_Exercise prompt_
Line by line, retype the data exactly as it is given.

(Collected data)

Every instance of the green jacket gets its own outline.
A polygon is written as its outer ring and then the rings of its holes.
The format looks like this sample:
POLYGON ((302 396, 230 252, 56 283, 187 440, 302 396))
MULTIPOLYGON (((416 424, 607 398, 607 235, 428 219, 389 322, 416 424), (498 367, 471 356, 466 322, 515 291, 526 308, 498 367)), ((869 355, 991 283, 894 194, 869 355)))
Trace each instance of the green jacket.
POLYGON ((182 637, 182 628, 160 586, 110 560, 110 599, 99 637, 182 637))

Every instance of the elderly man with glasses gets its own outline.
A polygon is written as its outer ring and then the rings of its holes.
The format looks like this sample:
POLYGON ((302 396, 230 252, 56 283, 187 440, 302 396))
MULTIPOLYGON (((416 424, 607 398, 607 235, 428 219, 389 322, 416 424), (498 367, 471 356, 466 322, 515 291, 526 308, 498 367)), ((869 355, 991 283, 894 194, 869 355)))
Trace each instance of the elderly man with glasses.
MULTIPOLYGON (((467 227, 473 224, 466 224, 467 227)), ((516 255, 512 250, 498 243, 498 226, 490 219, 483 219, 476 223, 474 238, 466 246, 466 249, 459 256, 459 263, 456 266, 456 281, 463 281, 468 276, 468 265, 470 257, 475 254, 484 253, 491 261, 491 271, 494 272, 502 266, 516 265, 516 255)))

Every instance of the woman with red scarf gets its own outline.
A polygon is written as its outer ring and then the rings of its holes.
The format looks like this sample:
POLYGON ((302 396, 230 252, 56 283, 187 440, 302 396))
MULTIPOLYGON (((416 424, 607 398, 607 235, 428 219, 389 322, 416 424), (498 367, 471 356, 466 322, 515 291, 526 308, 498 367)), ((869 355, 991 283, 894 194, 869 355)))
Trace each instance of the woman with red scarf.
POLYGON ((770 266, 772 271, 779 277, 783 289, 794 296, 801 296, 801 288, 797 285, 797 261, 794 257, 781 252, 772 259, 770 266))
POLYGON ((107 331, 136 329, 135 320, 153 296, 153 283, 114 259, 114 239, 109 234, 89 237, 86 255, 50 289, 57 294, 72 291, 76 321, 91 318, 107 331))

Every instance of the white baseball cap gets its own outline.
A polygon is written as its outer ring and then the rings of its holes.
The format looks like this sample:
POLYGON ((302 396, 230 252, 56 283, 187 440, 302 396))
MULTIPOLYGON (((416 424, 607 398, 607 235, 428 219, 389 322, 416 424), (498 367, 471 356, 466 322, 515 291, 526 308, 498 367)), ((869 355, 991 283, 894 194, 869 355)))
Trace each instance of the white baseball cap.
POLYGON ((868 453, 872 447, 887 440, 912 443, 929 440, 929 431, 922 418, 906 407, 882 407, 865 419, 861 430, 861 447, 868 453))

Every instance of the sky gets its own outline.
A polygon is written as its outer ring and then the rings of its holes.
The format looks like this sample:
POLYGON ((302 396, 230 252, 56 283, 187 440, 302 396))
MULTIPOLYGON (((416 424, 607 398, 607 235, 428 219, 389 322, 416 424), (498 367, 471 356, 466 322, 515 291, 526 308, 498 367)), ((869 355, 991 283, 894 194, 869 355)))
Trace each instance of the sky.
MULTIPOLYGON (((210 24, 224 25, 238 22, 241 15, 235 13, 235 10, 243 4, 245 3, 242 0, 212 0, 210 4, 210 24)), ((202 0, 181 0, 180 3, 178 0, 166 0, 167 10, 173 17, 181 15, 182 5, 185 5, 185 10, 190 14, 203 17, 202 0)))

_Exercise answer_
Every instance of the green jacket gets its own outline.
A polygon is written as its outer ring and then the rings of its holes.
The format looks like this sample:
POLYGON ((302 396, 230 252, 56 283, 187 440, 302 396))
MULTIPOLYGON (((416 424, 607 398, 607 235, 428 219, 389 322, 416 424), (498 367, 471 356, 466 322, 515 291, 526 308, 498 367)), ((869 355, 991 283, 894 194, 869 355)))
Trace each instance of the green jacket.
POLYGON ((182 637, 182 628, 160 586, 110 560, 110 599, 99 637, 182 637))

Every instance of the elderly man with glasses gets its own outline.
A polygon is written as its outer ring and then the rings of its holes.
The format looks like this sample:
POLYGON ((302 396, 230 252, 56 283, 187 440, 302 396))
MULTIPOLYGON (((416 424, 607 398, 607 235, 428 219, 389 322, 416 424), (498 367, 471 356, 466 322, 515 291, 526 308, 498 367)), ((869 355, 991 283, 894 194, 869 355)))
Trace each instance of the elderly man with glasses.
MULTIPOLYGON (((467 227, 473 224, 466 224, 467 227)), ((516 255, 512 250, 498 243, 498 226, 490 219, 483 219, 476 223, 474 238, 466 246, 466 249, 459 256, 459 263, 456 266, 456 281, 463 281, 468 276, 468 265, 470 257, 475 254, 484 253, 491 261, 491 271, 494 272, 502 266, 516 265, 516 255)))

Every instance of the woman with red scarf gets its own outline.
A polygon is written as its outer ring and then the rings of its holes.
The format looks like this sample:
POLYGON ((302 396, 230 252, 56 283, 187 440, 302 396))
MULTIPOLYGON (((416 424, 607 398, 607 235, 428 219, 389 322, 416 424), (498 367, 471 356, 466 322, 515 291, 526 308, 498 367)), ((869 355, 991 283, 894 194, 869 355)))
Trace each instance of the woman with red scarf.
POLYGON ((770 266, 772 271, 779 277, 783 289, 794 296, 801 296, 801 288, 797 285, 797 261, 794 257, 781 252, 772 259, 770 266))
POLYGON ((107 331, 136 329, 135 320, 153 296, 153 283, 114 259, 114 239, 109 234, 89 237, 86 255, 50 289, 57 294, 72 291, 76 321, 91 318, 107 331))

Every instance of the white baseball cap gets its own outline.
A polygon is written as its outer ring and then the rings of its holes.
The format looks like this sample:
POLYGON ((302 396, 230 252, 56 283, 187 440, 302 396))
MULTIPOLYGON (((416 424, 607 398, 607 235, 428 219, 389 322, 416 424), (498 367, 471 356, 466 322, 515 291, 526 308, 498 367)), ((869 355, 991 283, 894 194, 869 355)))
Trace each instance of the white baseball cap.
POLYGON ((868 453, 872 447, 887 440, 912 443, 929 440, 929 431, 922 418, 906 407, 882 407, 865 419, 861 430, 861 447, 868 453))

Every instance of the sky gets its own outline.
A polygon is written as its outer ring and then the rings of its holes.
The format looks like this sample:
POLYGON ((302 396, 230 252, 56 283, 187 440, 302 396))
MULTIPOLYGON (((416 424, 607 398, 607 235, 428 219, 389 322, 416 424), (498 367, 471 356, 466 322, 515 291, 526 308, 498 367)), ((869 355, 991 283, 894 194, 869 355)))
Trace each instance of the sky.
MULTIPOLYGON (((210 24, 224 25, 238 22, 241 15, 235 13, 235 10, 243 4, 245 3, 242 0, 212 0, 210 4, 210 24)), ((202 0, 181 0, 180 3, 178 0, 166 0, 167 10, 173 17, 181 15, 182 5, 185 5, 185 10, 190 14, 203 17, 202 0)))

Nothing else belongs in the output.